INPUT FOR THIS TASK ::
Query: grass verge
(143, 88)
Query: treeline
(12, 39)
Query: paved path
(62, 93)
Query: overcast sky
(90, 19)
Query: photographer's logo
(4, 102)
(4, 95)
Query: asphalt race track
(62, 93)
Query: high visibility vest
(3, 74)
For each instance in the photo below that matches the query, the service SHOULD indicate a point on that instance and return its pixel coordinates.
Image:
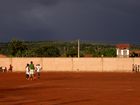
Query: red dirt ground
(63, 88)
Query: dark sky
(96, 20)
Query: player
(32, 70)
(27, 71)
(38, 69)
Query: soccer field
(70, 88)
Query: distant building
(122, 50)
(134, 53)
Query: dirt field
(70, 89)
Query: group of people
(33, 71)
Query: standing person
(10, 68)
(32, 68)
(27, 71)
(38, 69)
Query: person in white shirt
(38, 69)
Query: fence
(74, 64)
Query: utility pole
(78, 48)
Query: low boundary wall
(74, 64)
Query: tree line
(18, 48)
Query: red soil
(70, 89)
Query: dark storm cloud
(99, 20)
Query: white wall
(74, 64)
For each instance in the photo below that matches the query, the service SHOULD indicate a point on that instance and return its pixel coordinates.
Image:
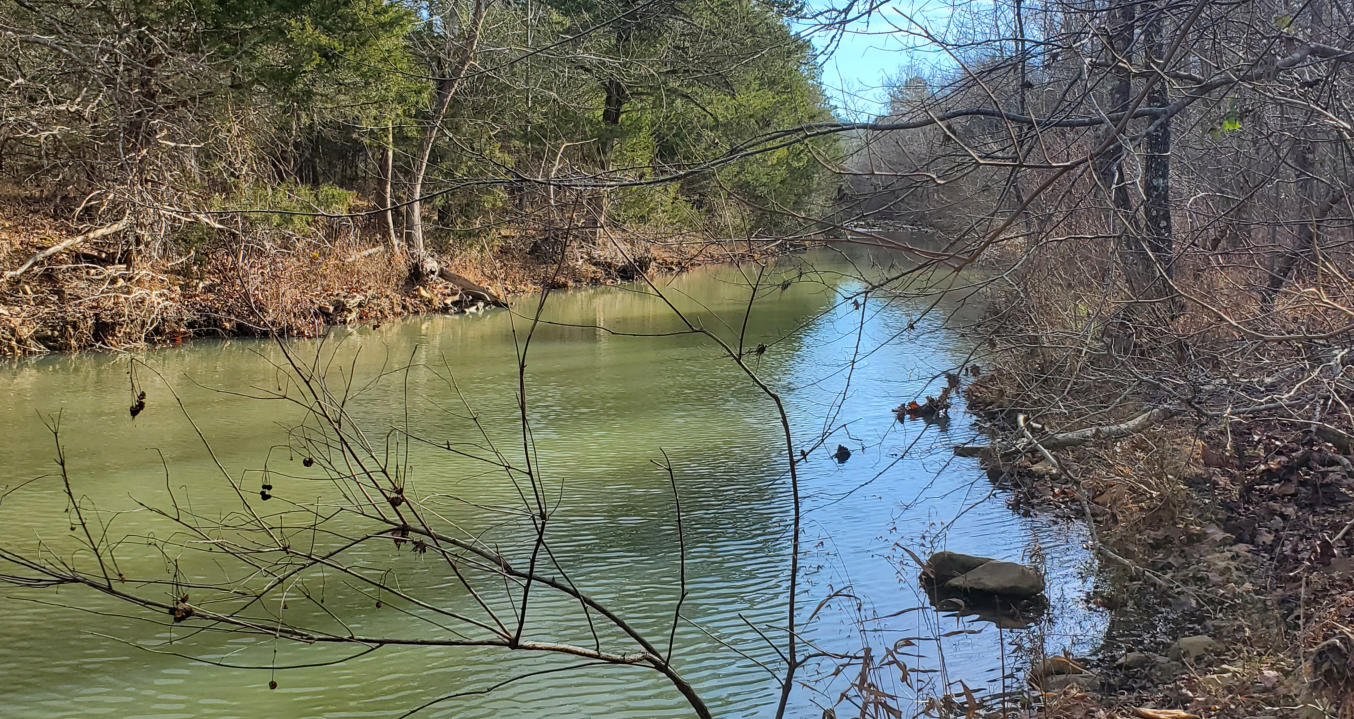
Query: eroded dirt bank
(71, 286)
(1224, 555)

WHAT IS REQUIRED ::
Leave out the pictures and output every record above precisely as given.

RESPONSE TO THE TASK ::
Query: grass verge
(143, 88)
Query: treeline
(12, 39)
Query: paved path
(62, 93)
Query: overcast sky
(90, 19)
Query: photographer's logo
(4, 102)
(4, 95)
Query: asphalt race track
(62, 93)
Query: high visibility vest
(3, 74)
For each instance in the photo below that matches the query, the service SHOULD indicate a point on that instance and return its pixel coordinates.
Image:
Query: red dirt ground
(63, 88)
Query: dark sky
(96, 20)
Query: player
(32, 70)
(27, 71)
(38, 69)
Query: soccer field
(70, 88)
Query: distant building
(122, 50)
(134, 53)
Query: dirt field
(70, 89)
Query: group of people
(33, 71)
Query: standing person
(10, 68)
(32, 68)
(27, 71)
(38, 69)
Query: person in white shirt
(38, 69)
Query: fence
(74, 64)
Query: utility pole
(78, 48)
Query: low boundary wall
(74, 64)
Query: tree line
(18, 48)
Query: red soil
(70, 89)
Query: dark storm cloud
(99, 20)
Query: white wall
(74, 64)
For each instance in the photo below that matches the query, the service SHOULD indicate a point on that instance and return its pixel coordinates.
Image:
Query: eroded dirt bank
(71, 286)
(1224, 555)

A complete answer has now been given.